● EXERCISE: Retype the space exploration discussion word for word, starting with "Posted by: benjammin" and going on through "meet our objectives.".

● STUDY TEXT:
= Beginning of Section =
The moon landings and our trips into space were real and tangible evidence that we were the good guys striving in a huge and challenging national goal. A goal no other nation could accomplish. We went out unarmed in the name of mankind and openly published what we saw. When the astronauts were in trouble the world prayed for them. The moon landings were watched world-wide. One of the first events to be seen live across the globe.

Even if there were no financial benefit; even if there were no practical benefit for doing such things; I still think having a large national goal to focus our peaceful and benevolent energies on would would be reason enough to justify the expense.



Posted by: benjammin

Re: Do you believe? - 07/31/08 12:32 PM

I'd agree that the initial push into space and the moon did accomplish great things insofaras getting the physics of the previous 200 years engineered into modern society. There was a lot of great ideas floating around that had little chance of developing until such need as what the space program initially compelled us to produce. Those days are for the most part done. There are still a few novel physics concepts to iron out that almost uniquely require a platform such as space exploration, but there will be no big leaps and bounds like what we saw going from the early 50s to the 70s.

I believe the far bigger cost for this country in the Vietnam conflict/war/police action was the loss of a lot of good men for purely political reasons, in the end failing miserably to meet our objectives.

As for the here and now, I believe there is an abundance of much more suitable peaceful and benevolant objectives upon which we can focus our energies as a national goal that have nothing to do with space exploration, and for which continued investment in space exploration at this time would seriously detract from.
= End of Section =
● PROVIDED MATERIAL:
= Beginning of Section =
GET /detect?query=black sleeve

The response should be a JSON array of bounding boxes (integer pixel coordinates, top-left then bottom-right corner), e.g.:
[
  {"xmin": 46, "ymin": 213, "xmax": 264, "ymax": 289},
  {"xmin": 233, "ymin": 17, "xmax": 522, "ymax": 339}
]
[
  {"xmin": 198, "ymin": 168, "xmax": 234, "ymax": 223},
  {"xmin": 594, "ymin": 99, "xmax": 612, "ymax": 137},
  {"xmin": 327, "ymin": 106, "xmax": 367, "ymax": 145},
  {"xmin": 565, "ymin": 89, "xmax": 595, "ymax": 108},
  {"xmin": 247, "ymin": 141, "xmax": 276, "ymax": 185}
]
= End of Section =
● REPLY TO THE TASK:
Posted by: benjammin

Re: Do you believe? - 07/31/08 12:32 PM

I'd agree that the initial push into space and the moon did accomplish great things insofaras getting the physics of the previous 200 years engineered into modern society. There was a lot of great ideas floating around that had little chance of developing until such need as what the space program initially compelled us to produce. Those days are for the most part done. There are still a few novel physics concepts to iron out that almost uniquely require a platform such as space exploration, but there will be no big leaps and bounds like what we saw going from the early 50s to the 70s.

I believe the far bigger cost for this country in the Vietnam conflict/war/police action was the loss of a lot of good men for purely political reasons, in the end failing miserably to meet our objectives.